Work request
Transcribe all of the data, leaving nothing out and changing nothing.

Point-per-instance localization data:
•••••
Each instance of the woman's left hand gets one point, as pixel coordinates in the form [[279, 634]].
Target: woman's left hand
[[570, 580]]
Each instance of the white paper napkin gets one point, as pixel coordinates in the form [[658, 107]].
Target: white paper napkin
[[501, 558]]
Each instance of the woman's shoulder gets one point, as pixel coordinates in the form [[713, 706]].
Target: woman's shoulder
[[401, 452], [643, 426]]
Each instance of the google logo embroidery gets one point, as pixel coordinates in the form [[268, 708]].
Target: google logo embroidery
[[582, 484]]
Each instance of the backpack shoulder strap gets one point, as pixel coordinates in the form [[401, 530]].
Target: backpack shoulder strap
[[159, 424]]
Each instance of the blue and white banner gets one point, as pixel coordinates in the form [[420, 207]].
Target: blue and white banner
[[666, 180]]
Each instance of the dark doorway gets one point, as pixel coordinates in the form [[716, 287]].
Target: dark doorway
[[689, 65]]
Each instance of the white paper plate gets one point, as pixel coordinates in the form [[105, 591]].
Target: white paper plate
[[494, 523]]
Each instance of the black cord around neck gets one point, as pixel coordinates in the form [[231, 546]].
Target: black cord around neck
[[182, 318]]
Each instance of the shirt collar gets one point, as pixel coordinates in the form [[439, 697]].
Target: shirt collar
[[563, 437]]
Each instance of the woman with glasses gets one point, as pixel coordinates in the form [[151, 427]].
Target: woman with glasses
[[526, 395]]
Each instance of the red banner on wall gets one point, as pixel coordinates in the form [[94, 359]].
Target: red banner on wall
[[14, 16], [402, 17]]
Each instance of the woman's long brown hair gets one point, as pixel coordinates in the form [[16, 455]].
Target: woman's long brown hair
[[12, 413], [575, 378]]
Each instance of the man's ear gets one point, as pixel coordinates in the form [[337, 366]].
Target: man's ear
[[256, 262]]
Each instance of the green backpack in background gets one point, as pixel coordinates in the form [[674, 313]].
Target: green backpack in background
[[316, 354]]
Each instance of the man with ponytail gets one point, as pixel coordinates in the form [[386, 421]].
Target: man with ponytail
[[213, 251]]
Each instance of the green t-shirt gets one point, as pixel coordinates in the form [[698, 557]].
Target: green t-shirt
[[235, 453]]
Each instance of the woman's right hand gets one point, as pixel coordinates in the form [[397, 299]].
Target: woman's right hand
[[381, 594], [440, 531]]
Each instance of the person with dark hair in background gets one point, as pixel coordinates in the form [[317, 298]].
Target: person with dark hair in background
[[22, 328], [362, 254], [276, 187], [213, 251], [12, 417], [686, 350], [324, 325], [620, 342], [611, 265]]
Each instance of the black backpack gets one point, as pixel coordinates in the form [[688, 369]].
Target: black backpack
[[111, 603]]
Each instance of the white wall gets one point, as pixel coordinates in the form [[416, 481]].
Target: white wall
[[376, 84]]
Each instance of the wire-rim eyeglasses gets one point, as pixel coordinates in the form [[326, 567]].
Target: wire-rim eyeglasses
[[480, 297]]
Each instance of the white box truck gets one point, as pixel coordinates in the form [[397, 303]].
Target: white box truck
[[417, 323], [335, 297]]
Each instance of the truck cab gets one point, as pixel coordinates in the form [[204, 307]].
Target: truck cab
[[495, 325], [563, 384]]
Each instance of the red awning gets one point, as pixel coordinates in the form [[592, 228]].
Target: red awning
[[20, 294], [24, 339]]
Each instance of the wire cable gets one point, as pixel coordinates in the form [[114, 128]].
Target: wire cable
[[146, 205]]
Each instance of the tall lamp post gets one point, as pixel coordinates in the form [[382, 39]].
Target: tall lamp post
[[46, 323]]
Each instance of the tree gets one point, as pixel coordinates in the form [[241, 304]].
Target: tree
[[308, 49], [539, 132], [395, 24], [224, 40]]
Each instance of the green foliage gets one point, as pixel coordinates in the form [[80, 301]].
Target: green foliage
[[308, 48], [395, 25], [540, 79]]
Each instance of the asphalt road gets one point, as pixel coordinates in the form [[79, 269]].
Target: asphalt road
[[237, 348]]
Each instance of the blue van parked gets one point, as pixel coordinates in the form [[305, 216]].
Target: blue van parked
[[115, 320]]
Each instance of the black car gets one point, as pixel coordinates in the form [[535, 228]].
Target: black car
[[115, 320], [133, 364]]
•••••
Answer below
Each instance of the woman's left hand gets one point, as pixel coordinates in the form [[279, 634]].
Target: woman's left hand
[[570, 580]]
Each instance of the white paper napkin gets one point, as pixel coordinates in the form [[658, 107]].
Target: white paper napkin
[[501, 558]]
Each instance of the woman's shoulder gets one point, as pixel coordinates in the form [[713, 706]].
Target: woman's shoulder
[[401, 452], [643, 426]]
Each instance of the google logo embroidery gets one point, as pixel coordinates in the form [[268, 708]].
Target: google logo embroidery
[[582, 484]]
Each instance of the backpack shoulder strap gets one point, as pixel coordinates in the form [[401, 530]].
Target: backpack shoulder strap
[[159, 424]]
Each instance of the blue and white banner gets one point, as pixel coordinates in the form [[420, 207]].
Target: blue and white banner
[[666, 180]]
Each instance of the dark doorway gets one point, as pixel coordinates in the form [[716, 287]].
Target: dark doorway
[[689, 65]]
Each instance of the white paper plate gets one point, as pixel coordinates in the form [[105, 591]].
Target: white paper plate
[[494, 523]]
Each instance of the black cord around neck gets one point, as pixel coordinates in the form [[231, 546]].
Target: black cord around neck
[[182, 318]]
Each instance of the shirt collar gets one point, as pixel coordinates in the form [[439, 697]].
Target: shirt collar
[[563, 437]]
Each instance of the woman with glasses gets one point, as pixel coordinates in the form [[151, 427]].
Target: woman with glasses
[[526, 395]]
Each instance of the red banner on wall gets one point, as pixel coordinates in the form [[94, 359]].
Target: red banner on wall
[[14, 16], [402, 17]]
Each instance of the woman's long brown hair gets one point, as pixel coordinates in the form [[16, 455]].
Target: woman's long brown hair
[[12, 413], [575, 378]]
Each instance of the man's ear gets one point, as pixel coordinates in the form [[337, 366]].
Target: man's ear
[[256, 262]]
Each instance of the green backpack in background gets one point, as pixel coordinates in the form [[674, 313]].
Target: green backpack in background
[[316, 354]]
Each instance of the man with ponytail gets one point, as pixel coordinates in the form [[386, 421]].
Target: man with ponytail
[[213, 251]]
Each instance of the green t-shirt gets one point, as pixel coordinates in the form [[698, 557]].
Target: green t-shirt
[[235, 453]]
Each instance of the woman's right hand gets one point, as pixel coordinates in the form [[397, 299]].
Target: woman's right hand
[[381, 594], [440, 531]]
Each instance of the person with dark hair in background gets one point, as pixel coordinates in the form [[317, 298]].
Target: person with dark hair in background
[[22, 328], [362, 254], [276, 187], [213, 251], [12, 417], [686, 350], [324, 325], [620, 342], [611, 265]]
Each instance of the black backpack gets one point, as pixel coordinates in the form [[688, 369]].
Target: black backpack
[[111, 603]]
Each instance of the white wall gets one point, as pixel coordinates in the form [[416, 481]].
Target: white wall
[[376, 84]]
Each instance of the wire-rim eyeglasses gets one point, as pixel coordinates in the form [[326, 567]].
Target: wire-rim eyeglasses
[[480, 297]]
Each instance of the white box truck gets one point, as pixel coordinates in the form [[397, 303]].
Target: white box truck
[[417, 323], [335, 297]]
Each instance of the truck cab gets one point, as pixel coordinates in the form [[204, 307]].
Target: truck cab
[[495, 325], [563, 384]]
Each instance of the red awning gets one point, as pixel coordinates in the form [[592, 228]].
Target: red awning
[[20, 294], [24, 339]]
Each instance of the wire cable gets one point, as pixel coordinates in the form [[114, 128]].
Target: wire cable
[[146, 205]]
Each instance of the tall lamp post gets one point, as pixel coordinates in the form [[382, 39]].
Target: tall lamp post
[[46, 323]]
Each instance of the tree gets one point, as pixel coordinates in the form [[241, 304]].
Target: tree
[[308, 49], [539, 132], [395, 24], [224, 40]]
Each instance of the green foliage gets one point, as pixel coordinates in the form [[80, 301]].
Target: green foliage
[[308, 48], [395, 25], [540, 79]]
Each instance of the asphalt road gets one point, as pixel coordinates in the form [[79, 269]].
Target: asphalt road
[[237, 348]]
Each instance of the blue van parked gets one point, as pixel coordinates in the form [[305, 216]].
Target: blue van parked
[[115, 320]]
Each instance of the black car gets one point, as pixel coordinates in the form [[535, 228]].
Target: black car
[[115, 320], [133, 364]]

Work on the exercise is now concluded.